┌─ ENTRIES

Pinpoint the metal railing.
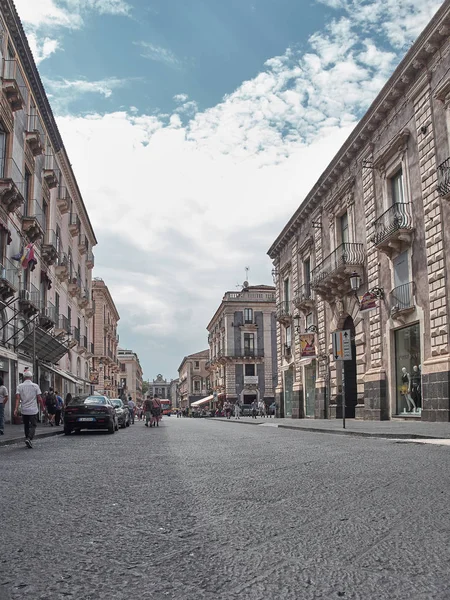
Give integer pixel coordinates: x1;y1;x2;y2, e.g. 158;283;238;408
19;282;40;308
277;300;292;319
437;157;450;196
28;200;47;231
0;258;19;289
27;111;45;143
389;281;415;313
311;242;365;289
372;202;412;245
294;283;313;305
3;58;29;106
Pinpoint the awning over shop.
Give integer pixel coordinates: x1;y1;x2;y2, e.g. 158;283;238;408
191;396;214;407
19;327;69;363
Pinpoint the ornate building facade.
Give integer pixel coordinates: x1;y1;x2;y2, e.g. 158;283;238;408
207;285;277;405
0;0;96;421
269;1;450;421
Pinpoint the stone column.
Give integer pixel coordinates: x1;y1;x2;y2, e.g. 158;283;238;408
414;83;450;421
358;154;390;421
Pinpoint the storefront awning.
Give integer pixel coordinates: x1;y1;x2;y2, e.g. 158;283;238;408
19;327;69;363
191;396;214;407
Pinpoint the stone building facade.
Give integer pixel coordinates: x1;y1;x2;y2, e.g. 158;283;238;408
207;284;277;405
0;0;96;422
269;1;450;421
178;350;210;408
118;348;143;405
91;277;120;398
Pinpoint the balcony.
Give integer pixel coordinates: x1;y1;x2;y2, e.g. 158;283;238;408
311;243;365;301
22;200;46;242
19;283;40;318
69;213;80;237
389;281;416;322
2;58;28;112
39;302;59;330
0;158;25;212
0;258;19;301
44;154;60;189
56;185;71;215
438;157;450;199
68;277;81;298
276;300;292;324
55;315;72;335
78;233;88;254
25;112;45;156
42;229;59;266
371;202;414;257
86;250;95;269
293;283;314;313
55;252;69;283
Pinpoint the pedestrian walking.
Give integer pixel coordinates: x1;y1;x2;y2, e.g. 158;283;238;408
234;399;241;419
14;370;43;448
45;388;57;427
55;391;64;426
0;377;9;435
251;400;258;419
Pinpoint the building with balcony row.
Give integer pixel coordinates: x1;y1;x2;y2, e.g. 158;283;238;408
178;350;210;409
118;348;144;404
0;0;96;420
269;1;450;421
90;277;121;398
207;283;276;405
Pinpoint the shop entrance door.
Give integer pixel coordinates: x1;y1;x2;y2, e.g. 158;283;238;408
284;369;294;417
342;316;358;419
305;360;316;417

└─
┌─ ENTRIES

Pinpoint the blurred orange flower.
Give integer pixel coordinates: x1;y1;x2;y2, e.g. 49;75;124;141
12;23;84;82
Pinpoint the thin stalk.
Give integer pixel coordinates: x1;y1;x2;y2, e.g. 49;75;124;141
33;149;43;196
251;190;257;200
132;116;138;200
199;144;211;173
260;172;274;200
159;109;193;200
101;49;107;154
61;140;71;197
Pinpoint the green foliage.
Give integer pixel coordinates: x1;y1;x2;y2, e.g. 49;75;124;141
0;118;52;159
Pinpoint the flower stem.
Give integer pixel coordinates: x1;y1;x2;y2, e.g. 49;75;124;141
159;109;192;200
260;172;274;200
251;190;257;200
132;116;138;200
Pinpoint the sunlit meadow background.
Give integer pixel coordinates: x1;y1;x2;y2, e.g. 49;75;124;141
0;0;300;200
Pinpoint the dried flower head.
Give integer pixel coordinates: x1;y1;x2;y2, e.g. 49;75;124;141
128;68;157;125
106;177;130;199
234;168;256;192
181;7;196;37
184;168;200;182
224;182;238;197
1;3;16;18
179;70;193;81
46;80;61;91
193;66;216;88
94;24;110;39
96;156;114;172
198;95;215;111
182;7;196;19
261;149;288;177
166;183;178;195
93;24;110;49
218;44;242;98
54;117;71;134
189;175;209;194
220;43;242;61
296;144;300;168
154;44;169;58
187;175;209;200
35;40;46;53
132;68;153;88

└─

Write out the lines of the records starting with the line containing "Pinpoint the dried flower head." and going on through the line containing "132;68;153;88", both included, reproducing each one precisely.

◆ EXERCISE ANSWER:
Pinpoint the dried flower head.
Give integer pixel coordinates: x1;y1;x2;y2, e.g. 49;75;124;141
128;68;157;125
106;177;130;199
234;168;256;192
181;7;196;37
184;168;200;182
224;182;238;197
1;3;16;18
179;70;193;81
46;80;61;91
193;66;216;88
94;24;110;39
96;156;114;172
198;95;215;111
182;7;196;19
261;149;288;177
166;183;178;195
93;24;110;49
218;44;242;98
54;117;71;134
189;175;209;194
220;43;242;61
296;144;300;168
154;44;169;58
187;175;209;200
35;40;46;53
132;68;153;88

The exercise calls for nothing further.